Start of Selected excerpt

DeSantis did not mention Trump in his speech, but he appeared to allude to the former president when dwelling on Republican losses in recent elections. Trump-backed candidates lost elections last year in several battlegrounds, including Arizona, Georgia, Michigan and Pennsylvania. DeSantis, meanwhile, won re-election by 19 points in Florida.

“Winners get to make policy. The losers go home,” DeSantis said. “Nationwide, the Republican Party has developed a culture of losing. I think that needs to end. No more excuses. Just get it done so we can save our country.”

Tom Zawistowski, a longtime tea party leader in Ohio and president of the Akron-based We the People Convention, gushed about DeSantis after hearing his speech.

“He’s just hitting all the key points for this crowd,” Zawistowski said. “My goodness gracious, I think he’s probably the most qualified person to be president I’ve ever seen.”

“I think he’s the future of the party,” Zawistowski added. “The question: Is that future now or is that later? And I’m concerned about that, because the last thing we want to do is have a murder-suicide, right? We don’t want to have a situation where he challenges Donald Trump and it doesn’t go well and then, at that point forward, he’s got some damage.”

Trump laid down his own Ohio marker Wednesday with a social media post encouraging Bernie Moreno’s soon-to-launch Senate campaign in the state. The GOP primary next year in that race could be as crowded and nasty as the 2022 primary, which was dominated by competition for Trump’s endorsement. Trump eventually went with JD Vance, who went on to win the primary and the open seat previously held by Republican Rob Portman.

End of Selected excerpt

#### [Directive a]
Pull out every line of the records that contains the string "rabbit".
The DeSantis article and the records have nothing to do with each other.

Start of Data entries

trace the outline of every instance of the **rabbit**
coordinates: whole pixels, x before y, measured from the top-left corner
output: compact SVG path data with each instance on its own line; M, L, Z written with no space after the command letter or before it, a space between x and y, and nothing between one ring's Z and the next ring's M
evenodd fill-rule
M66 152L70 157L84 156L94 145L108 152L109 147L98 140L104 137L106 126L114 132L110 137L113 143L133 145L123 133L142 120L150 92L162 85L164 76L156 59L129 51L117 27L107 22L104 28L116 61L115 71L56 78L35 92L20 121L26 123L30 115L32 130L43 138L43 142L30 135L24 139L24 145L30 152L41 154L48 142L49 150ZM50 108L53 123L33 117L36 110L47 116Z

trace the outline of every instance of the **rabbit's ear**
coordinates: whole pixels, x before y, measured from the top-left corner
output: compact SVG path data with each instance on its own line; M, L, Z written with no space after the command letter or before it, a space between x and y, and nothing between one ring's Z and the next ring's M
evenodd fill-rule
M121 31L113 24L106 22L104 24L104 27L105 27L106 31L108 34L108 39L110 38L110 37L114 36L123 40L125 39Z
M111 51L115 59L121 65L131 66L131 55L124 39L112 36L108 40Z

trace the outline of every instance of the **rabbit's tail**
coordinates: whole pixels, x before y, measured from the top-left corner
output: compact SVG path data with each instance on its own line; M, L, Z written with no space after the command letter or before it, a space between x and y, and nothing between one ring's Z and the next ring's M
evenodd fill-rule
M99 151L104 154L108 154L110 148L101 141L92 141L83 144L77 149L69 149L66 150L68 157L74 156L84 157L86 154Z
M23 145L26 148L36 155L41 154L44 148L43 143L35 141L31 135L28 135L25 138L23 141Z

End of Data entries

#### [Directive b]
According to the DeSantis article, by how many points did DeSantis win re-election in Florida?

#### [Task output a]
trace the outline of every instance of the **rabbit**
trace the outline of every instance of the **rabbit's ear**
trace the outline of every instance of the **rabbit's tail**

#### [Task output b]
19 points